Given records
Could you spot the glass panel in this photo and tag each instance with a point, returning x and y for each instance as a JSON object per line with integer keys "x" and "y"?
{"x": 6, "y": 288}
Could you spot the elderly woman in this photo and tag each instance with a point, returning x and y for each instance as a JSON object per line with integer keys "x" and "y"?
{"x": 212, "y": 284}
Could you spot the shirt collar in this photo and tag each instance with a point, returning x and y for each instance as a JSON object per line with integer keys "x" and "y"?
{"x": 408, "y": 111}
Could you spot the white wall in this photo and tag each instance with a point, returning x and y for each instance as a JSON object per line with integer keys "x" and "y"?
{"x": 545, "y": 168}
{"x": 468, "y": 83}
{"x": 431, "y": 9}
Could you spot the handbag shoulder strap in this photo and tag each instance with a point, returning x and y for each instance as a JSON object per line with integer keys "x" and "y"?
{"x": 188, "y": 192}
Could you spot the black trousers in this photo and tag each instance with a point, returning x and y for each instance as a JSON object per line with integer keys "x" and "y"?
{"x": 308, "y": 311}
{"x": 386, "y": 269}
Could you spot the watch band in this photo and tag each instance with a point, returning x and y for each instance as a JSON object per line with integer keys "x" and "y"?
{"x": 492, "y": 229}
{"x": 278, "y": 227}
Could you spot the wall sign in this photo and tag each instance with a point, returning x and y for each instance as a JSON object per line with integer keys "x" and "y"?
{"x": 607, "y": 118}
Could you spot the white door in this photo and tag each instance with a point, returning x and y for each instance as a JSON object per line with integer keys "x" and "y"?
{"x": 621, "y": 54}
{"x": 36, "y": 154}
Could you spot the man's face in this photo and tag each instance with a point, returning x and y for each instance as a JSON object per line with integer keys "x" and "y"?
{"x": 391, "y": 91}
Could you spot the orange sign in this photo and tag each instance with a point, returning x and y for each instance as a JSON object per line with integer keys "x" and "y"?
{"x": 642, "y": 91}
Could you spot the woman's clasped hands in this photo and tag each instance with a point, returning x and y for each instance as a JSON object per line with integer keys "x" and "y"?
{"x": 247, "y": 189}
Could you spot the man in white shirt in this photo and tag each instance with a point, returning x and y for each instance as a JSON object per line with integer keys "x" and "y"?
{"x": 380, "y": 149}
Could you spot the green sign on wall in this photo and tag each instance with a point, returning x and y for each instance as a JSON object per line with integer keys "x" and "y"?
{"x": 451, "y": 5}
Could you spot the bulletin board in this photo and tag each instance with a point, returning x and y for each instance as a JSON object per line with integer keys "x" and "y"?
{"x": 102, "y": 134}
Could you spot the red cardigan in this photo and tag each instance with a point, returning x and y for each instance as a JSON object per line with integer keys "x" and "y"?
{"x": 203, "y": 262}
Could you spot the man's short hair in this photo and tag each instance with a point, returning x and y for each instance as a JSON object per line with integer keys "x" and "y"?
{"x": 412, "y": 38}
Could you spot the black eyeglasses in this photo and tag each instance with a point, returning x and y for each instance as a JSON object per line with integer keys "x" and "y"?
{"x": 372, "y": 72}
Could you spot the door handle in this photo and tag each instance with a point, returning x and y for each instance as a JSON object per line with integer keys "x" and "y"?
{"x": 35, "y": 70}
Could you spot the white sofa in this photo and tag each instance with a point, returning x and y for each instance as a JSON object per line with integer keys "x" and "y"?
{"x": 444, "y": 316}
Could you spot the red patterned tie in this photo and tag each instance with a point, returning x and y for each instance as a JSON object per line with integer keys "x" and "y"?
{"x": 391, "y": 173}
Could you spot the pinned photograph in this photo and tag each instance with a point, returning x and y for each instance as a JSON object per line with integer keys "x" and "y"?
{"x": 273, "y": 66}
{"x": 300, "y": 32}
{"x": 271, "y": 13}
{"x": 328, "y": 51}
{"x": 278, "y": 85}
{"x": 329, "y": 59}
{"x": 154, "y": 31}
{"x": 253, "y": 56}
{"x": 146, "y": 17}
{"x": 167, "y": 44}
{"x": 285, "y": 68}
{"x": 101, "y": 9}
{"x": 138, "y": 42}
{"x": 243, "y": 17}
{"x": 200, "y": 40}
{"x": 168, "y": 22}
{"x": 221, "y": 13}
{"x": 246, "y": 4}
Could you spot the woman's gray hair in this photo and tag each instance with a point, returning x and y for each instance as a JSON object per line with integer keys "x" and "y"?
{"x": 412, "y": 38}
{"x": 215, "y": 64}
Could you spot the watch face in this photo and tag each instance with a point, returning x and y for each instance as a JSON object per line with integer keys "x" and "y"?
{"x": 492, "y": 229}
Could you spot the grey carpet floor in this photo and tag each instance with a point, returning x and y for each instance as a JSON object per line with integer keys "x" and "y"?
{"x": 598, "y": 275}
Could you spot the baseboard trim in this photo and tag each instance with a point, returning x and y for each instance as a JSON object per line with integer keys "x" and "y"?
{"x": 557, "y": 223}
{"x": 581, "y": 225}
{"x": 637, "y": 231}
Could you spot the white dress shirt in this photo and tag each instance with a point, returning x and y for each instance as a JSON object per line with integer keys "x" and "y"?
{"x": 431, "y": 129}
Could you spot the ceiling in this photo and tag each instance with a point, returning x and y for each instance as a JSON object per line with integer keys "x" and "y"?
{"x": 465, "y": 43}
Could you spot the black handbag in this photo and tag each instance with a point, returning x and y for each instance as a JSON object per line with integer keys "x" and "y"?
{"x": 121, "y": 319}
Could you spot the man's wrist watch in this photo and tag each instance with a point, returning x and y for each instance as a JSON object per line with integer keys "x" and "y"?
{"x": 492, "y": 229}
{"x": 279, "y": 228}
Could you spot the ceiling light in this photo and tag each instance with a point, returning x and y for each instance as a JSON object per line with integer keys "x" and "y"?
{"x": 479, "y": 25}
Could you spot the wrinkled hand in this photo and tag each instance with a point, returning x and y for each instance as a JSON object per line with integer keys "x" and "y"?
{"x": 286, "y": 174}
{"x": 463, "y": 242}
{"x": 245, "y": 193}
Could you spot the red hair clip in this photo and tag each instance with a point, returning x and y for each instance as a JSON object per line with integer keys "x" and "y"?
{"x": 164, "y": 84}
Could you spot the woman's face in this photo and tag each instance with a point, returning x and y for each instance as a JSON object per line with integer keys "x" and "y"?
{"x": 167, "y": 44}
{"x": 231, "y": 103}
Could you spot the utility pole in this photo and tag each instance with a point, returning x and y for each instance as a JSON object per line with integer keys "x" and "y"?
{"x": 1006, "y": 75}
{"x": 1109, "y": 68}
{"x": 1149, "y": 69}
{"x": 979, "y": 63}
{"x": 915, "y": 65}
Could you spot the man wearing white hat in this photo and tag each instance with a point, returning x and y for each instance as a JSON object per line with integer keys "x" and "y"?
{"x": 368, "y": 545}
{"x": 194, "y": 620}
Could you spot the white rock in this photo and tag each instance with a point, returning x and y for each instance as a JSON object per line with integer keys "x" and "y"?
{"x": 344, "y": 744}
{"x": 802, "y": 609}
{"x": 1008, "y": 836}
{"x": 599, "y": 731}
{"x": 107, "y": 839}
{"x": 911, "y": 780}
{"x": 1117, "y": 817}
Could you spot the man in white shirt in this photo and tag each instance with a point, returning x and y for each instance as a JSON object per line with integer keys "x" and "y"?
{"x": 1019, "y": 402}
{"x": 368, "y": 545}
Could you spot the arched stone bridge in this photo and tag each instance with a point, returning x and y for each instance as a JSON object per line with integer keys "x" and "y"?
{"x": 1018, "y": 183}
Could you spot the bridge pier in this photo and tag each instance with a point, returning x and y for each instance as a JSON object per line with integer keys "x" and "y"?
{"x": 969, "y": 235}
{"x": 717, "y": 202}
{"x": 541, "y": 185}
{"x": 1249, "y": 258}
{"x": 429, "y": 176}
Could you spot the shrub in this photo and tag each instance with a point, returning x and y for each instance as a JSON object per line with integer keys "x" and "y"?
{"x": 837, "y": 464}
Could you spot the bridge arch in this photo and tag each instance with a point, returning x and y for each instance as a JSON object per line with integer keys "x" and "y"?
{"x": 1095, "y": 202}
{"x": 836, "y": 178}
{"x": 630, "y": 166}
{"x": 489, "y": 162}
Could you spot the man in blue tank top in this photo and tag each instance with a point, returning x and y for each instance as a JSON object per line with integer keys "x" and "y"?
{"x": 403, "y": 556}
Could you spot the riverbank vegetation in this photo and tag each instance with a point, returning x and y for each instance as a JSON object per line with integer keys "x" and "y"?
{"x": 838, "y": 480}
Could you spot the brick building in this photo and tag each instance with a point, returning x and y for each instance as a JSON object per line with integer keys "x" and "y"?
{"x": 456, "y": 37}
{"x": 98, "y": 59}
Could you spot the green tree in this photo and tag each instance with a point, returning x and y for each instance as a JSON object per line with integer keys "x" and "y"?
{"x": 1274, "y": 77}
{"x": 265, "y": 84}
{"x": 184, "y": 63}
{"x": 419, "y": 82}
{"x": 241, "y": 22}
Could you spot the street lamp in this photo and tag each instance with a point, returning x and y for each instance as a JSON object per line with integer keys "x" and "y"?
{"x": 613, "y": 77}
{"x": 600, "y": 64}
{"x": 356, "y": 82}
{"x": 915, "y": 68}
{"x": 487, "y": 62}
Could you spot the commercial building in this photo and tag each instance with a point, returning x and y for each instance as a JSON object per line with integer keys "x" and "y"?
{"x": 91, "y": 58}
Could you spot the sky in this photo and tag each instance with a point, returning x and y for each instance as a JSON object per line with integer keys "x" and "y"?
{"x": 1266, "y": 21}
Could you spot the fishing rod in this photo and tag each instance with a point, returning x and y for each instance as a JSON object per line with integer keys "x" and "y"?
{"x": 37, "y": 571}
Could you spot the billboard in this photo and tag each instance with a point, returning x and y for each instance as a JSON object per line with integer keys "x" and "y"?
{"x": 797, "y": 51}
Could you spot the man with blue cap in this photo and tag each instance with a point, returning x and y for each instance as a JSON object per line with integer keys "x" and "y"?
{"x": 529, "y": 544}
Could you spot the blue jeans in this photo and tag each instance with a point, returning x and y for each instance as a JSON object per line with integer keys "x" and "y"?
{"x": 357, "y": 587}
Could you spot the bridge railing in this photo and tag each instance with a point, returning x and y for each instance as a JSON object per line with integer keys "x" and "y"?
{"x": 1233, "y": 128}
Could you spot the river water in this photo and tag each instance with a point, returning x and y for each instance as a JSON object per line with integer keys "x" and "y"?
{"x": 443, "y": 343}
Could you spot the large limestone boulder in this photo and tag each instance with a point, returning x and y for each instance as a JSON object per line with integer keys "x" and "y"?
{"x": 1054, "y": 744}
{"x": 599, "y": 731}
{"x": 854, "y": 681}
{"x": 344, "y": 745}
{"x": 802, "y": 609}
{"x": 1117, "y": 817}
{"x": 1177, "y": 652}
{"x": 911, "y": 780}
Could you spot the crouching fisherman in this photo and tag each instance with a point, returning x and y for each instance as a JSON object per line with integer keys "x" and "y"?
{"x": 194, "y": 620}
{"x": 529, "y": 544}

The request
Your output consists solely of the lines from the one with "Could you spot the large" through the last line, copied exactly.

Full response
Could you spot the large limestone boulder in this photo and tag each instance with a point, returning x and y for each instance as a JSON object per line with integer keys "x" and "y"?
{"x": 1054, "y": 744}
{"x": 599, "y": 731}
{"x": 854, "y": 681}
{"x": 344, "y": 745}
{"x": 802, "y": 609}
{"x": 1117, "y": 817}
{"x": 1177, "y": 652}
{"x": 911, "y": 780}
Could you spot the crouching fisherman in this photo and tag each instance with a point, returning x and y for each instance as a JSON object per line with integer keys "x" and "y"?
{"x": 194, "y": 620}
{"x": 529, "y": 544}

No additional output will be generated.